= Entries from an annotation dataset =
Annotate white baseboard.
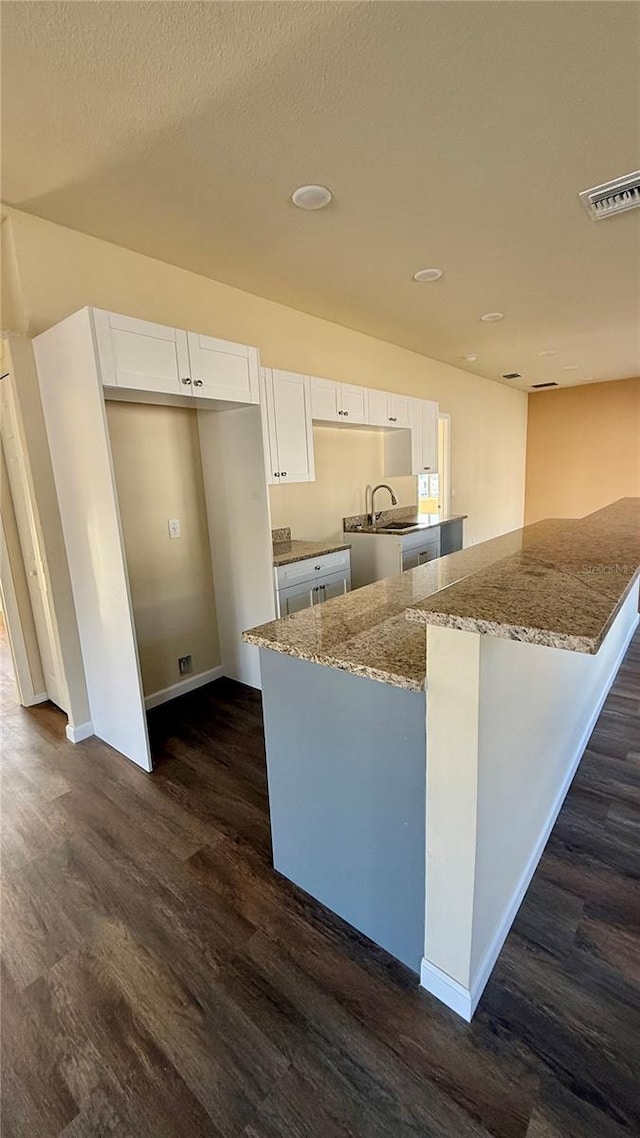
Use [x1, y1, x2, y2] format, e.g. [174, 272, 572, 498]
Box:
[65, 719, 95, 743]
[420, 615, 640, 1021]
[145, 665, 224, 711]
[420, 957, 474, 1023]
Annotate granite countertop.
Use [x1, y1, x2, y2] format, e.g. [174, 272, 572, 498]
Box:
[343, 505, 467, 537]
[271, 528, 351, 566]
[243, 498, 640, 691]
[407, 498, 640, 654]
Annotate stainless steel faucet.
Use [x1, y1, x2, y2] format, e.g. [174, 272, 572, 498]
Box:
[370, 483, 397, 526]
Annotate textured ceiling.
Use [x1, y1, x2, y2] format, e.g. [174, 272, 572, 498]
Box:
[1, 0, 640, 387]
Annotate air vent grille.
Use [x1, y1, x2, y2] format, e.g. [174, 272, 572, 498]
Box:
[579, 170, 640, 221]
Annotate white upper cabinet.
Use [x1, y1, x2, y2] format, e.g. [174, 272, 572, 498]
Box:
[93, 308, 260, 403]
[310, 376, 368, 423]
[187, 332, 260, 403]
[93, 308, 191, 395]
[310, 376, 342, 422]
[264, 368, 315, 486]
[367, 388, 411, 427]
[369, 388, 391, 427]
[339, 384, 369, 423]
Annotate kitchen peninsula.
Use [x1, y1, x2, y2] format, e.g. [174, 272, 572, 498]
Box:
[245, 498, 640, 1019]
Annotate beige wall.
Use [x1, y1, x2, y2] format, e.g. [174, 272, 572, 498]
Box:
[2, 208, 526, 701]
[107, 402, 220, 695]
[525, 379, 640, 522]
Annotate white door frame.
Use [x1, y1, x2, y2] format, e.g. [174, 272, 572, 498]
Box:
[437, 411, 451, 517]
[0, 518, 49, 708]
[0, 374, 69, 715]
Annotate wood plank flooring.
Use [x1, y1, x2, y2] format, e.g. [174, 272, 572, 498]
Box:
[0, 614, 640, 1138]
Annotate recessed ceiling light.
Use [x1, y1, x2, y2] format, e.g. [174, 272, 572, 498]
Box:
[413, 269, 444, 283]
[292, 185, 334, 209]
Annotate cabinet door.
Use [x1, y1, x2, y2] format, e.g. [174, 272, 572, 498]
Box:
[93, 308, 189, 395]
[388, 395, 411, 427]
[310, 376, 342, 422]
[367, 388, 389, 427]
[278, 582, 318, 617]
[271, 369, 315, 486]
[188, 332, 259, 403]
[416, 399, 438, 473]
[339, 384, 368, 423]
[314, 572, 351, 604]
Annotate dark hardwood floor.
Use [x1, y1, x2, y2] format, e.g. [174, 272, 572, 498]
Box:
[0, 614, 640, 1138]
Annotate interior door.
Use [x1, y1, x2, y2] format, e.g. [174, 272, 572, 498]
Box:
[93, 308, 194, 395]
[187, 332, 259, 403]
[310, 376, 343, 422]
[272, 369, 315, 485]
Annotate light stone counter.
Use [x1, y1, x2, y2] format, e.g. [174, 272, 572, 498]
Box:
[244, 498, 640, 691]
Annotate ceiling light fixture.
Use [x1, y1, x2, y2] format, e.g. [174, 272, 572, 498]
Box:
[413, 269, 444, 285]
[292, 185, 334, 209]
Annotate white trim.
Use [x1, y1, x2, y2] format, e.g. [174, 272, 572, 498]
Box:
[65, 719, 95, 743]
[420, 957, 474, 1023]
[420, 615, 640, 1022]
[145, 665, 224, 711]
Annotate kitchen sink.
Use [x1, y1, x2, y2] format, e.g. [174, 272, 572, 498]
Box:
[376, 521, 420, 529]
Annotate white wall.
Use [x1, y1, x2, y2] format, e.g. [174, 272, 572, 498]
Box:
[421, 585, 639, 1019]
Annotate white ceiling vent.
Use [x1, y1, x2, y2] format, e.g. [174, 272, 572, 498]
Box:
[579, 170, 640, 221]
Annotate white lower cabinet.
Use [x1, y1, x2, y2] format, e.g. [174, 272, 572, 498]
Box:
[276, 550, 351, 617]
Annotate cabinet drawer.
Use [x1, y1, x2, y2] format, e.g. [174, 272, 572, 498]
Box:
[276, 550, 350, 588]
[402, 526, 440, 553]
==
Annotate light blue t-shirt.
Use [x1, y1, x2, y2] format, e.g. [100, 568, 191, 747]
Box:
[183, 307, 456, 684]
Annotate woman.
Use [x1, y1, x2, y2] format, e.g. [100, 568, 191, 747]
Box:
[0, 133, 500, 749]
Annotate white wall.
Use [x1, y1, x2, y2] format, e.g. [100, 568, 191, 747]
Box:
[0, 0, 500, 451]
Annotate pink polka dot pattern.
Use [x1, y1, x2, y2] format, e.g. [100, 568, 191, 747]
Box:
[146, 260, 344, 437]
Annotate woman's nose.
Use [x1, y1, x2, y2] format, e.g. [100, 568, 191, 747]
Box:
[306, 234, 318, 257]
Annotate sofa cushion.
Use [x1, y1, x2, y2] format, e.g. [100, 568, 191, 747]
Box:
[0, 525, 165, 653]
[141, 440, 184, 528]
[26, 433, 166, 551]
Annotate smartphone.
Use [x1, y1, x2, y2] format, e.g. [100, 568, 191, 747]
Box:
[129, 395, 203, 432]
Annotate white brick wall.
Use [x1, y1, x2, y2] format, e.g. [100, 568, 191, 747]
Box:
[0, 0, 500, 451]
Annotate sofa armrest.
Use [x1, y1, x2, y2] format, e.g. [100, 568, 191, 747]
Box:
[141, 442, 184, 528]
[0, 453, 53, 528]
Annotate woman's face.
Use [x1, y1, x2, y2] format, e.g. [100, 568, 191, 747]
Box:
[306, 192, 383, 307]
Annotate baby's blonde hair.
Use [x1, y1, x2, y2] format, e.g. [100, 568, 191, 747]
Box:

= Task details =
Copy the lines of the listing above character for character, starting at the line containing "Annotate light stone counter." and ending at the line containing "[402, 526, 440, 553]", with both of those lines included.

= Result below =
Annotate light stone counter.
Use [x1, y1, x2, y2] format, e.g. [174, 272, 572, 498]
Box:
[244, 498, 640, 691]
Annotate ceiling light fixture.
Use [x1, y1, x2, y2] format, e.g. [174, 272, 572, 498]
Box:
[413, 269, 444, 285]
[292, 185, 334, 209]
Annotate white trim.
Use [x1, y1, x2, y2] format, e.g. [174, 272, 572, 498]
Box:
[65, 719, 95, 743]
[420, 957, 474, 1023]
[420, 615, 640, 1022]
[145, 665, 224, 711]
Annotate kitchen sink.
Use [x1, y1, x2, y2] format, e.g. [174, 272, 572, 498]
Box:
[376, 521, 420, 529]
Annotate white wall.
Use [x1, y1, x2, y2] format, e.g. [174, 272, 572, 498]
Box:
[421, 585, 639, 1019]
Annotate white ceiling vent.
Use [x1, y1, x2, y2] format, e.g. [174, 272, 572, 498]
Box:
[579, 170, 640, 221]
Annotate white lower cabinet.
Use [x1, y1, x2, y2] format, e.g. [174, 272, 572, 498]
Box:
[276, 550, 351, 617]
Annotate cabinet drawer.
Use [x1, y1, x2, y2] format, e.g. [174, 272, 572, 498]
Box:
[276, 550, 350, 588]
[402, 526, 440, 553]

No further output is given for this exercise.